** STATED TASK **
Transcribe every line of the following listing word for word, in full and without alteration.
### ENTRIES
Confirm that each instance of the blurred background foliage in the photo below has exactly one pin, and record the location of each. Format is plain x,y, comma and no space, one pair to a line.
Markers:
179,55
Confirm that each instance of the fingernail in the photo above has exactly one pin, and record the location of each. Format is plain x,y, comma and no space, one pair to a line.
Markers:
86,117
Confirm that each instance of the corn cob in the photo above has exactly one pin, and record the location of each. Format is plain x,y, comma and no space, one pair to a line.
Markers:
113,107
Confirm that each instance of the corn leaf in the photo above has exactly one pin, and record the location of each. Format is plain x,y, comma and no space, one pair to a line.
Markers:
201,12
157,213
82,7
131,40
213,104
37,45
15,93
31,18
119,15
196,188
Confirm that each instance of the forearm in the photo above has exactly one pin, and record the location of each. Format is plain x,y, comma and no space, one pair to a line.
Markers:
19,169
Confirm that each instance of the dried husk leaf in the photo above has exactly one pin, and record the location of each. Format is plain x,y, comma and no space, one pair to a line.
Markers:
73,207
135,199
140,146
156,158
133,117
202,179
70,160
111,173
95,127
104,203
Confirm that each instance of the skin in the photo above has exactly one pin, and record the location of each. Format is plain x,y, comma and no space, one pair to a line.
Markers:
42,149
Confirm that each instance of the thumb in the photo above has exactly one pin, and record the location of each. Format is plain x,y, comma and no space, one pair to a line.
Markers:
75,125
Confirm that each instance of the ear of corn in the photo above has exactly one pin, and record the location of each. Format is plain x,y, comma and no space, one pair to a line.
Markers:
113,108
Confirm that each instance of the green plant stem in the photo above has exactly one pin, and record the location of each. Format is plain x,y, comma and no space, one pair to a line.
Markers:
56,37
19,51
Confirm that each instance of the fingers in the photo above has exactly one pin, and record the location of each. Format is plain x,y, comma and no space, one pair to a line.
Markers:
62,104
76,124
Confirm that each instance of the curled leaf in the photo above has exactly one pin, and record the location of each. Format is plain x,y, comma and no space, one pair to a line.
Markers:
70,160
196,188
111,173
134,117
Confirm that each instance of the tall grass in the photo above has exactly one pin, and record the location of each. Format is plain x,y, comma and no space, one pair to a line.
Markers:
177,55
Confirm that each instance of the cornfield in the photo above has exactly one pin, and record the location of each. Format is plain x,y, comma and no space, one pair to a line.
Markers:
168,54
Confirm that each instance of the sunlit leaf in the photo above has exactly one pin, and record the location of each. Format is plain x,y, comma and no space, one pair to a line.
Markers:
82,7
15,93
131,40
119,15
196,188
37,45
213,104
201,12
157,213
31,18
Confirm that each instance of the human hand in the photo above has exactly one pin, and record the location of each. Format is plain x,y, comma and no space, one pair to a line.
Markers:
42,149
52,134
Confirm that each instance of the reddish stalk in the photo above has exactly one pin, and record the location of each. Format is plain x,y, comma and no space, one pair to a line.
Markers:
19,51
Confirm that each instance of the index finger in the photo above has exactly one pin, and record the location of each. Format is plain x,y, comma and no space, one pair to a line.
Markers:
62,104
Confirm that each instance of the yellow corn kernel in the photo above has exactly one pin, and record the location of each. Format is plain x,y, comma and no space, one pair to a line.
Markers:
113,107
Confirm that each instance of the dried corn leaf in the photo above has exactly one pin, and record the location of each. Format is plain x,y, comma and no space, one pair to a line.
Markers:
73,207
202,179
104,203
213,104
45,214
######
** OUTPUT **
Confirm that each instance of the blurred background foliage in the photo below has exactly one pin, and record the location of each. Format is plain x,y, comma and no space, one pair to a line.
Markers:
179,55
Confirm that each instance of the fingernail in the photo above has exactly one pin, and record the location of each. Format is plain x,y, comma and no space, one pair to a line.
Markers:
86,117
Confirm that each instance of the corn cob in the photo above has exactly one pin, and record the location of each. Format is plain x,y, comma and no space, one pair to a line.
Markers:
113,107
Confirm that each instance of the corn leaf in the photo above has exactly one pin, and record the location of each. Format is plain x,y, comma and no space, one pair to a line.
Markers:
201,12
157,213
82,7
131,40
213,104
37,45
15,93
31,18
119,15
196,188
Confirm that each instance of the forearm in the photo above has exactly one pin, and record the location of each. Format is plain x,y, comma and no space, one pair to a line.
Markers:
19,169
Confirm that each instance of the dried husk leaf in the photo above has exactly one pin, and record the location of each. Format is plain x,y, comma and no space, one pair to a line.
Markers:
73,207
135,199
140,146
156,158
133,117
202,179
70,160
111,173
95,127
104,203
Confirm that each instance of the skin in the photo above has exactly one pin, and record the location of each. Format is plain x,y, comma and no space, one pair to a line.
Markers:
42,149
Confirm that each instance of the thumb in the photo above has exactly one pin, and record the location of each. Format is plain x,y, comma and no space, one pair to a line.
Markers:
75,125
Confirm that each instance of the ear of corn in the photo above has exactly one pin, and record the location of each. Format is plain x,y, comma and no space, one pair to a line.
Markers:
113,108
Confirm that each instance of the green plant stem in the photo above has exactly one pin, and record the location of each. Format is plain x,y, comma and no space, one pair to a line.
Markers:
56,37
19,51
Confirm that each instance of the fingers in the photo above has exactly one pin, and record the location of each. Format is plain x,y, comma and no space, one pair to a line.
Markers:
62,104
76,124
Confirm that each instance of the curled leaf in the photo above has exactly one pin, and record the location of each. Format is plain x,y, comma and no space, one pair to a line.
Markers:
70,160
196,188
111,173
134,117
Confirm that each instance of the tall grass in the photo above has exactly one pin, and record the location of each. Format is plain x,y, comma and no space, one pair to a line.
Markers:
177,55
Confirm that each instance of the cornfield in the photo above has exactly one pin, and record the location of each. Format is plain x,y, comma and no space, one pair to a line.
Markers:
168,54
Confirm that each instance of the sunlit leaf in the photo above has exactly one pin, and record the location of each. Format is plain x,y, comma and no space, one pair to a line.
Markers:
82,7
15,93
131,40
119,15
196,188
37,45
213,104
201,12
157,213
31,18
Confirm that each instance of the human hand in the photo above has exactly one pin, and record the location of each. Format is plain x,y, comma and no space, one pair to a line.
Markers:
42,149
52,134
Confirm that each instance of the reddish stalk in the photo above has exactly one pin, and record the location of each. Format is plain x,y, comma and no space, one pair to a line.
Markers:
19,51
Confirm that each instance of the index finger in the photo above has exactly one pin, and record the location of each. Format is plain x,y, comma and no space, one pair to a line.
Markers:
62,104
Confirm that each instance of the yellow corn kernel in the photo above has exactly one pin, and record the location of each. Format is plain x,y, comma and no space, one pair to a line.
Markers:
113,107
Confirm that each instance of the dried corn leaf in the photo above has exactly one pin, and record the location of each. Format is plain x,y, comma and no space, one pair to a line.
Markers:
73,207
202,179
104,203
213,104
45,214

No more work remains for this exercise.